◆ **TEXTE SOURCE**:
◆ ◆ ◆
La relation de Iulia Danzas a
perdu de son actualité. Il faut donc rappeler la date de
publication — 1935 — pour en mesurer la
portée … et renouveler une interrogation
cruciale sur les raisons de l'indifférence dans lequel il a
été accueilli 2 ; ce n'était
pourtant pas le premier témoignage précis sur les
camps de déportation soviétiques (cf. ci-dessous,
complément bibliographique).
Tout, et souvent le pire, est
dit ici sans emphase et comme sans émotion, avec le souci
constant de décrire : les lieux, l'organisation,
les conditions de vie et de travail, les violences et l'humiliation,
les rapports avec le personnel pénitentiaire et les autres
détenus, le climat, l'écoulement du
temps, … En de très rares occasions, une
note plus frémissante semble échapper
à l'auteur : à deux reprises elle parle
de “ l'île de
torture ”, mais, le plus souvent, c'est avec une
étonnante retenue que sont relatées les
souffrances vécues ou côtoyées pendant
huit ans soumis à un régime terrifiant.
◆ ◆ ◆
◆ **DONNÉES EXTRAITES**:
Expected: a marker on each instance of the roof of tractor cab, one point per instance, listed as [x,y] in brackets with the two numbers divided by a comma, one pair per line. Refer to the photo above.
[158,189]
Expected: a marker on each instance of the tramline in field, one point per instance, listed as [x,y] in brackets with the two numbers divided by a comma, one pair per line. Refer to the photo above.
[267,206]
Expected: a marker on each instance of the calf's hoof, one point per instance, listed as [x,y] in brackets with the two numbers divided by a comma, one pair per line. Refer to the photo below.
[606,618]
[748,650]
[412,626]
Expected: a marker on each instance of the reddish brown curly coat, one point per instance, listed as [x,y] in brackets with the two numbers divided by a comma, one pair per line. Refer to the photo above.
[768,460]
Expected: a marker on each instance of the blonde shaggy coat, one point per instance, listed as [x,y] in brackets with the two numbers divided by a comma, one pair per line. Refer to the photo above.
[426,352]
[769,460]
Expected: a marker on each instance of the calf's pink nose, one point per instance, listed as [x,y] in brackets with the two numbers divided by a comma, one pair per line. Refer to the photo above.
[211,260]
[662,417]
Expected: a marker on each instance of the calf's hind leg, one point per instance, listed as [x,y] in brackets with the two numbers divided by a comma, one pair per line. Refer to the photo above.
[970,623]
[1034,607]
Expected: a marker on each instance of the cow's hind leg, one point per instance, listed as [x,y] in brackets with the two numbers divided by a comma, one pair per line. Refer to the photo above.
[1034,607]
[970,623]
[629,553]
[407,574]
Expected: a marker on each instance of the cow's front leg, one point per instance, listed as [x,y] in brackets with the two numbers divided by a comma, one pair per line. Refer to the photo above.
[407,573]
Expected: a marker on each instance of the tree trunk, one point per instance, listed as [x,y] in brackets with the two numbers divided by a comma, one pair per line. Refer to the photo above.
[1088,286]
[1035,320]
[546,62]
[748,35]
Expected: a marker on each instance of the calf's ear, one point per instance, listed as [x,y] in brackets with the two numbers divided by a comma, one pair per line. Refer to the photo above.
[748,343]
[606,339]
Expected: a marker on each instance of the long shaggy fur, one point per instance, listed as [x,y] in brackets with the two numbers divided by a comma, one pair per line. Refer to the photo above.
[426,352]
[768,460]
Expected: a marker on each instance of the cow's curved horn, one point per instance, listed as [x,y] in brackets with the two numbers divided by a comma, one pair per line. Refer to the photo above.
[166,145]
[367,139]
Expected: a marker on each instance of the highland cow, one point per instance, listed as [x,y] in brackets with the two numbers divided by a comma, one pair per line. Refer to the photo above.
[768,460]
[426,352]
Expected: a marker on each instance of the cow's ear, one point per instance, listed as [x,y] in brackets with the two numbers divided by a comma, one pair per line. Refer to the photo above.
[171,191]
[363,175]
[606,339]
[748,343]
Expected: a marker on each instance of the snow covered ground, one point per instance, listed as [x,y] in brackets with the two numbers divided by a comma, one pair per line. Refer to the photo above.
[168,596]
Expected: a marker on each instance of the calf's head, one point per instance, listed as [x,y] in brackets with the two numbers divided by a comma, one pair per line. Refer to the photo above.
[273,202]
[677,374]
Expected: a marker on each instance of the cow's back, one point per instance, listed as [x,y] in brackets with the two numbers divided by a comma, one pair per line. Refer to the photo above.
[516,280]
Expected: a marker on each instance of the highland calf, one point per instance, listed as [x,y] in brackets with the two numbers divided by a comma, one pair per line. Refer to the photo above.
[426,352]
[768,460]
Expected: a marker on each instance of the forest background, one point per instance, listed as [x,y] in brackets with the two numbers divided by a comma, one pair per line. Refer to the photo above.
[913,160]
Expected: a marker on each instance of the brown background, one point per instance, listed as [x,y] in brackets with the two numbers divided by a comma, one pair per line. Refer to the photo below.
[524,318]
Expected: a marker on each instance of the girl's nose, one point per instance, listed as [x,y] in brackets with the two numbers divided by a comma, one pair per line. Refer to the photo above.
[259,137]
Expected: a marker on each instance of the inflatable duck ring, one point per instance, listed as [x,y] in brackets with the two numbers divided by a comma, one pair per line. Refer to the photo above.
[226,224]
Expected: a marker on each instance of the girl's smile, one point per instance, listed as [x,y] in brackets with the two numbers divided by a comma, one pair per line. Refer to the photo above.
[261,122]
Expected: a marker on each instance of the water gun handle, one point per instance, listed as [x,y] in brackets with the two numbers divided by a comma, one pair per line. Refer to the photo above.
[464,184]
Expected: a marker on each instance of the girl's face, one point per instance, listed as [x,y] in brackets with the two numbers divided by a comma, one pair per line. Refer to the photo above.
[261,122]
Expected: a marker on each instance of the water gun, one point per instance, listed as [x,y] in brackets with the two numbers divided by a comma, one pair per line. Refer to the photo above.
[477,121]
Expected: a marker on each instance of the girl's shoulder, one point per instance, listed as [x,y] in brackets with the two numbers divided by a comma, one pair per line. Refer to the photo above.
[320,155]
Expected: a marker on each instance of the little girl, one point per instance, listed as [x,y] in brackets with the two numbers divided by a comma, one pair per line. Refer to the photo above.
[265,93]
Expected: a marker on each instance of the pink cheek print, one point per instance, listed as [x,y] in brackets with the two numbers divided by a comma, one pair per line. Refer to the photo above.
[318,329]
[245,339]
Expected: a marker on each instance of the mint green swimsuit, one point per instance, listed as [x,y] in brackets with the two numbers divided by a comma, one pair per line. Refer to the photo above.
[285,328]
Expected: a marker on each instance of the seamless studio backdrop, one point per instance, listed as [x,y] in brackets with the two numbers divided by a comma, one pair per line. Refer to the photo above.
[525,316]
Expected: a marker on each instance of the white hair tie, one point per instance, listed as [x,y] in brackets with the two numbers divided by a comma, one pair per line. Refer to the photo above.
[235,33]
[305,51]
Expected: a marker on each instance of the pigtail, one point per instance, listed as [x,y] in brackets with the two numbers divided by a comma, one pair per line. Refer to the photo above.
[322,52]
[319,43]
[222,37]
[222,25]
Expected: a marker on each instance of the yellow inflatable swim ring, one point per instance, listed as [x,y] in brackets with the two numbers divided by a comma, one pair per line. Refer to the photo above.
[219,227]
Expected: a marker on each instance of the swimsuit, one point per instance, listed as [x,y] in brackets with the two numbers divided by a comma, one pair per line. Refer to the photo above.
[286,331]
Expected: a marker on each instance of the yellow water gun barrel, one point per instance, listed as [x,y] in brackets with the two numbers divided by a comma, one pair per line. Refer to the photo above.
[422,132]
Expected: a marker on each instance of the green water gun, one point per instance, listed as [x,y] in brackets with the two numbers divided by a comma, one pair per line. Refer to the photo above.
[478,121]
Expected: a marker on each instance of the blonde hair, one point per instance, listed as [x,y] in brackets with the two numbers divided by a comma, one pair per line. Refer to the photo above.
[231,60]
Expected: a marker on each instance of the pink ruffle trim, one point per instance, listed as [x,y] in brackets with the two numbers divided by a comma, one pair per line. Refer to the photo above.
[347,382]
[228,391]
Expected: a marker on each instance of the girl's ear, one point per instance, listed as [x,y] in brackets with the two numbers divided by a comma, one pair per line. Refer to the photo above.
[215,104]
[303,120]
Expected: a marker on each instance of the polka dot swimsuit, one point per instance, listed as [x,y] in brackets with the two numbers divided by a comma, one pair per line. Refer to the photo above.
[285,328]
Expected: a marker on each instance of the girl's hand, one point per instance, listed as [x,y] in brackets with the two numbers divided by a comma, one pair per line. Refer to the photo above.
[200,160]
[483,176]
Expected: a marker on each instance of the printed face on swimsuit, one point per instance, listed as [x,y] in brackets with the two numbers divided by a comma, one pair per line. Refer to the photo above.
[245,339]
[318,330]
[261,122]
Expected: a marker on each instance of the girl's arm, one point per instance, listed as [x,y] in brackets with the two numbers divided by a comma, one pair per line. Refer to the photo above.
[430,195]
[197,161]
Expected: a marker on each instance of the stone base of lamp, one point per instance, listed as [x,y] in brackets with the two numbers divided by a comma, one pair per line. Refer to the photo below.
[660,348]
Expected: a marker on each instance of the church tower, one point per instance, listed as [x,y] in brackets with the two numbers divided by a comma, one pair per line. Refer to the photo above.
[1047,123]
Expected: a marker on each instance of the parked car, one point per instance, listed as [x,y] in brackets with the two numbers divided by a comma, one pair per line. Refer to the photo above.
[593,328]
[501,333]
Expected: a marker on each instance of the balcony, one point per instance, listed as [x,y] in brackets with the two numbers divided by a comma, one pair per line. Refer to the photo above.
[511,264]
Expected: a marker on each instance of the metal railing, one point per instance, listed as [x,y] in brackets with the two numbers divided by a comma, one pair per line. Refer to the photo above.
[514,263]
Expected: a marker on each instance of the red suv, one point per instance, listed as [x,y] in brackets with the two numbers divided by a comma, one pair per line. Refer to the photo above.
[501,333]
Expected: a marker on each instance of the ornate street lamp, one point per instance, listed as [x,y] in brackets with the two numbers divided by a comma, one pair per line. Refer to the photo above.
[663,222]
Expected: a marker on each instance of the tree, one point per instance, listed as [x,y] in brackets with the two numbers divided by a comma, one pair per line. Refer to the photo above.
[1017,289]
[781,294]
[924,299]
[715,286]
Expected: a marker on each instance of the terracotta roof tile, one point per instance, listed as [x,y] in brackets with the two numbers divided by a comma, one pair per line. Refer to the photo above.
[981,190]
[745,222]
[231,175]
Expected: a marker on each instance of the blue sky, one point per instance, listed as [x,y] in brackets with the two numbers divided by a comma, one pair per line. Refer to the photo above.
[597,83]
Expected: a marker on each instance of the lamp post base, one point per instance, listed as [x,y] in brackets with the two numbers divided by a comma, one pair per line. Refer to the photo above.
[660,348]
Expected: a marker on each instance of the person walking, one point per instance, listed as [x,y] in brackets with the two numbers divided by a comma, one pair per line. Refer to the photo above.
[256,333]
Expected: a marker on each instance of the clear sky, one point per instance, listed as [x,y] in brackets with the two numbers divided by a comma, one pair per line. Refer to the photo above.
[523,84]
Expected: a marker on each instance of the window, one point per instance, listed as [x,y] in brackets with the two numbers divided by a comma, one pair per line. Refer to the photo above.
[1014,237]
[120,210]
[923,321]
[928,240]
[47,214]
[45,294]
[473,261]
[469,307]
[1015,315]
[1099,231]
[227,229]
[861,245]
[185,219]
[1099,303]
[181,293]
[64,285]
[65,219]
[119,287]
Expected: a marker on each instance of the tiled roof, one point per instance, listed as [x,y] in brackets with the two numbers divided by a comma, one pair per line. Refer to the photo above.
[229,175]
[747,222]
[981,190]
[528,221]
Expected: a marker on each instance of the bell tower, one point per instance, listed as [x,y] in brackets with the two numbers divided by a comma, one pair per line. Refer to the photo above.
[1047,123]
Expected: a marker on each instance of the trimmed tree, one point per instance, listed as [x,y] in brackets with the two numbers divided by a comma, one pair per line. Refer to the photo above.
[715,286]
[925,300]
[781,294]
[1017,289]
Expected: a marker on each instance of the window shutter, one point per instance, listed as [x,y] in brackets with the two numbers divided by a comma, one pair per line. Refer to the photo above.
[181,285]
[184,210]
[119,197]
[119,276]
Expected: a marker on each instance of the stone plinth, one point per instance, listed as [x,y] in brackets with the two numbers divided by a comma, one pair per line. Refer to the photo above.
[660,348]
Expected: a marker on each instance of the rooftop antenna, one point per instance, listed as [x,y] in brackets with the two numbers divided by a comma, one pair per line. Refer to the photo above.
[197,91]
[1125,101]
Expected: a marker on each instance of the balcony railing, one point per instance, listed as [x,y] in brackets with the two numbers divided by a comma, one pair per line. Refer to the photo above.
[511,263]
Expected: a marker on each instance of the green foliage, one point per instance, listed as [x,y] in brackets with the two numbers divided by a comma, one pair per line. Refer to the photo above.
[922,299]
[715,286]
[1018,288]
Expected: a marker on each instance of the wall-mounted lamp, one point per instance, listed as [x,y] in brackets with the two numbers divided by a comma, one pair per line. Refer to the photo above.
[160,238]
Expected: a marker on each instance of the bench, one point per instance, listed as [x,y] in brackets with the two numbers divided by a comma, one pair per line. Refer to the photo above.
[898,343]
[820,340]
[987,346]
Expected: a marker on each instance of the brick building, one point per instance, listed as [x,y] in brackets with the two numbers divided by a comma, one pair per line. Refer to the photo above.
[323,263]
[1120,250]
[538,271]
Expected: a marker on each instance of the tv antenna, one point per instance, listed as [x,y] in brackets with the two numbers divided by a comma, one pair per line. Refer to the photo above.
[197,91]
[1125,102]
◆ ◆ ◆
◆ **CONSIGNE 1**: D'après le texte source, en quelle année la relation de Iulia Danzas a-t-elle été publiée ?
◆ **CONSIGNE 2**: Recopiez, s'il vous plaît, le passage du texte source qui va de « Tout, et souvent » jusqu'à « un régime terrifiant. » inclus.
◆ **CONSIGNE 3**: Résumez le texte source en deux phrases.

◆ **RÉSULTAT DE L'EXERCICE 1**: En 1935.

◆ **RÉSULTAT DE L'EXERCICE 2**:
Tout, et souvent le pire, est
dit ici sans emphase et comme sans émotion, avec le souci
constant de décrire : les lieux, l'organisation,
les conditions de vie et de travail, les violences et l'humiliation,
les rapports avec le personnel pénitentiaire et les autres
détenus, le climat, l'écoulement du
temps, … En de très rares occasions, une
note plus frémissante semble échapper
à l'auteur : à deux reprises elle parle
de “ l'île de
torture ”, mais, le plus souvent, c'est avec une
étonnante retenue que sont relatées les
souffrances vécues ou côtoyées pendant
huit ans soumis à un régime terrifiant.

◆ **RÉSULTAT DE L'EXERCICE 3**: La relation de Iulia Danzas a perdu de son actualité, et il faut rappeler sa date de publication, 1935, pour en mesurer la portée, même si ce n'était pas le premier témoignage précis sur les camps de déportation soviétiques. Elle décrit sans emphase les lieux, l'organisation, les conditions de vie et de travail et les violences de huit années passées sous un régime terrifiant, avec une étonnante retenue que ne rompent que de rares notes plus frémissantes, comme les deux mentions de « l'île de torture ».